Print the lines below exactly as written, with none missing.

(Dataset entries)
——————————

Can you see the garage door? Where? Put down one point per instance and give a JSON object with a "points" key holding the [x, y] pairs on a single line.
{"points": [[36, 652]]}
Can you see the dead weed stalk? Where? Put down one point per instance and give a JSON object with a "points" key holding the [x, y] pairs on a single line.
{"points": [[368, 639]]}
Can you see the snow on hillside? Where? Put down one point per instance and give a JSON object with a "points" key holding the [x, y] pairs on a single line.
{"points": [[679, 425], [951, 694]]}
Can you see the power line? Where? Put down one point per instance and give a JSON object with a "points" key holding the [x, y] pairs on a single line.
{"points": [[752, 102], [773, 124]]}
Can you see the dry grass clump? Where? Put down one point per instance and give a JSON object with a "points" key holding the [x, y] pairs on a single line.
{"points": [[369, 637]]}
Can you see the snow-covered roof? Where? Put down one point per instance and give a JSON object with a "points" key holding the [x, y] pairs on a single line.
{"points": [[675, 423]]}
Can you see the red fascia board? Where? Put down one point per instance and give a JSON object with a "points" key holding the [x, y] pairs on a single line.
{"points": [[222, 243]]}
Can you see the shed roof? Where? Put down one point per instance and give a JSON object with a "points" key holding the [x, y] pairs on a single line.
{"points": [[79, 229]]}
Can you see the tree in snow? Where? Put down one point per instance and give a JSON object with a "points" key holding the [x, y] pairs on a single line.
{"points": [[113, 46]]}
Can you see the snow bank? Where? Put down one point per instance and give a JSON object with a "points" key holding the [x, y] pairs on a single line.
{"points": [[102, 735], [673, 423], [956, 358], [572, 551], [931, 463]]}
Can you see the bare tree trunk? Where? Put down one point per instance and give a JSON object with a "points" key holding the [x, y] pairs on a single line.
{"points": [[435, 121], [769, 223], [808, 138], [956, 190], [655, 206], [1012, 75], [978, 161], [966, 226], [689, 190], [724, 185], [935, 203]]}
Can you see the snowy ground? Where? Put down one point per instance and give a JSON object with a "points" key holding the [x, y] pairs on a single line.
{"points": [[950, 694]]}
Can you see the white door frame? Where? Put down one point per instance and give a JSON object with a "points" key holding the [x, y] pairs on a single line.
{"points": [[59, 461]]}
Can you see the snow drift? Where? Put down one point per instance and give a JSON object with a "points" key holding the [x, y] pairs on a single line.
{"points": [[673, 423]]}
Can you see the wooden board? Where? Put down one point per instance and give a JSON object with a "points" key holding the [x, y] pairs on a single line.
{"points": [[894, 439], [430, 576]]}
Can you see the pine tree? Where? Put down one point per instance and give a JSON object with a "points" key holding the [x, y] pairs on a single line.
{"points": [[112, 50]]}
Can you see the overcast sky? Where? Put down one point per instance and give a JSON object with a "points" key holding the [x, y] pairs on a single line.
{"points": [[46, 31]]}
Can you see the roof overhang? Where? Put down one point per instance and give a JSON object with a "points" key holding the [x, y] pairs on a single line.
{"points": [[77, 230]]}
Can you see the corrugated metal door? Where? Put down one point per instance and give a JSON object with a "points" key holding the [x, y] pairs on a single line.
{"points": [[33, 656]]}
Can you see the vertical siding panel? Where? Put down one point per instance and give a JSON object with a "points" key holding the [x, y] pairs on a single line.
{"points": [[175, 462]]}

——————————

Finished task:
Can you see the garage door? Where? Put down one point per instance and give a JSON object with a "points" key holding the [x, y] pairs on a single line.
{"points": [[36, 652]]}
Can you see the dead weed stalk? Where? Put down one point per instance and give a JSON object with a "points" key holding the [x, y] pairs on a single line.
{"points": [[368, 639]]}
Can you see the snow on hillside? Where? Put down one point per instance and give a JSON object with a "points" key holding the [x, y] pairs on a single line.
{"points": [[679, 425], [951, 694]]}
Can you see the power line? Where? Put down one point per instance and give a JSON object with a "points" key holding the [x, y] pairs on a single line.
{"points": [[752, 102], [773, 124]]}
Can you see the dry grass clump? Where? Put down one point per instance and give a JSON object with a "points" key holding the [x, y] pairs on a single line.
{"points": [[369, 637]]}
Can you see the snow-covered roof? Where? Put down one point per instance and give a JSON object with a "points" key holding the [x, y] pairs on a single line.
{"points": [[675, 423]]}
Can you see the red fascia board? Where? Put down one point per instance and give a JSON object with a "points" key holding the [x, y] pairs on a single line.
{"points": [[222, 243]]}
Can you see the shed roof? Where? Put down one point per instance and give a JSON object with a "points" key holding the [x, y] pairs on a single line.
{"points": [[79, 229]]}
Can you see the tree in snow? Where? Put down one point per instance and give a JSON object with a "points" key holding the [x, y] pairs on a single line.
{"points": [[113, 46]]}
Can you see the snow bank? Where? Put down one point per instance and give a JSON object with a "points" key holding the [x, y] pairs on a single line.
{"points": [[102, 735], [673, 423], [956, 358], [572, 551], [931, 463]]}
Can you see the bare tree trunk? Where? Put down one point per instance and give a JSON object with a "points" key holding the [x, y] pairs on a single line.
{"points": [[435, 121], [769, 223], [808, 138], [956, 190], [655, 206], [1012, 75], [978, 161], [966, 226], [689, 190], [724, 185], [935, 203]]}
Can you see the snowy ground? Where? Put down one point per instance and give a JSON object with a "points" key holding the [x, y] pairs on a single line.
{"points": [[950, 694]]}
Can you see the white door frame? Where? Put down one point per instance and give a JSON object with a "points" key holding the [x, y] pairs on a single line.
{"points": [[59, 461]]}
Can you see the snow drift? Where? Put down one point per instance and give a JSON object with a "points" key holding the [x, y] pairs on a single line.
{"points": [[673, 423]]}
Can you see the wooden board? Where? Put down one point per instance and give a JSON object with a "points" key holding the [x, y] pairs on a single line.
{"points": [[894, 439], [430, 576]]}
Can you see the pine tree? Where? Put down one point per instance and give a JSON object with a "points" key holding the [x, y] pairs on a single line.
{"points": [[112, 50]]}
Can you see the overcast sky? Where? Put down one point per instance and give a JSON object with a "points" key holding the [x, y] pairs on a single line.
{"points": [[46, 31]]}
Can you see the roof overhang? Where? Put down one point per instance and give a JSON object with a "points" key holding the [x, y] pairs on a single line.
{"points": [[77, 230]]}
Can you see the corrugated metal door? Where? Put down one point per instance and give a JSON object with a "points" key holding the [x, y] pairs on a single line.
{"points": [[33, 656]]}
Can you see the vertical siding panel? Where? Put down one point per instance and give a JSON object with a "points" key holding the [x, y] pairs on a single line.
{"points": [[175, 462]]}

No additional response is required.